SVG
Commentary
Business Spectator (Australia)

Brace for a Hard China Landing

john_lee
john_lee
Senior Fellow

On Monday, the People's Bank of China issued a secret memo to tighten the way mandatory reserve-requirement ratios are calculated. The move is one part of an attempt to curb runaway lending by the tens of thousands of state-owned bank branches. Since these unprecedented levels of cheap money circulating throughout the Chinese economy have been a boon for commodity prices, any slowdown in Chinese credit and therefore fixed-investment is bad news for Australian resources companies and our terms of trade. But Australia can sleep easy, for the next year or two at least.

There are powerful short-term factors preventing any significant slowdown in Chinese fixed-investment and therefore demand for resources, despite the PBC warning that the rebalancing of the Chinese economy is urgently needed.

DATA RECORDS:
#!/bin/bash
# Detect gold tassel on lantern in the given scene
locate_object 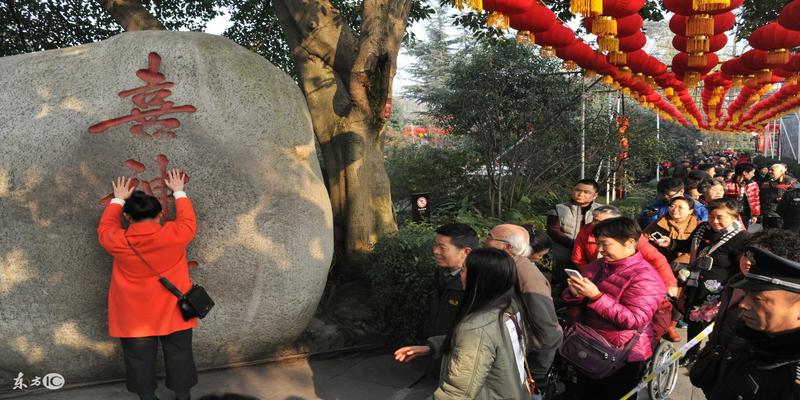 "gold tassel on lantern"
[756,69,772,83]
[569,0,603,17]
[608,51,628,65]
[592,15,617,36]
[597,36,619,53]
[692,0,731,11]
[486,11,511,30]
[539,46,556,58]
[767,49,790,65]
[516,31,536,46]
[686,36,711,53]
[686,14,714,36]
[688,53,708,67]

TASK REQUIREMENTS:
Write out the entire commentary on a hard China landing, word for word. The material comes from a different source than the text.

WRITTEN REPLY:
SVG
Commentary
Business Spectator (Australia)

Brace for a Hard China Landing

john_lee
john_lee
Senior Fellow

On Monday, the People's Bank of China issued a secret memo to tighten the way mandatory reserve-requirement ratios are calculated. The move is one part of an attempt to curb runaway lending by the tens of thousands of state-owned bank branches. Since these unprecedented levels of cheap money circulating throughout the Chinese economy have been a boon for commodity prices, any slowdown in Chinese credit and therefore fixed-investment is bad news for Australian resources companies and our terms of trade. But Australia can sleep easy, for the next year or two at least.

There are powerful short-term factors preventing any significant slowdown in Chinese fixed-investment and therefore demand for resources, despite the PBC warning that the rebalancing of the Chinese economy is urgently needed.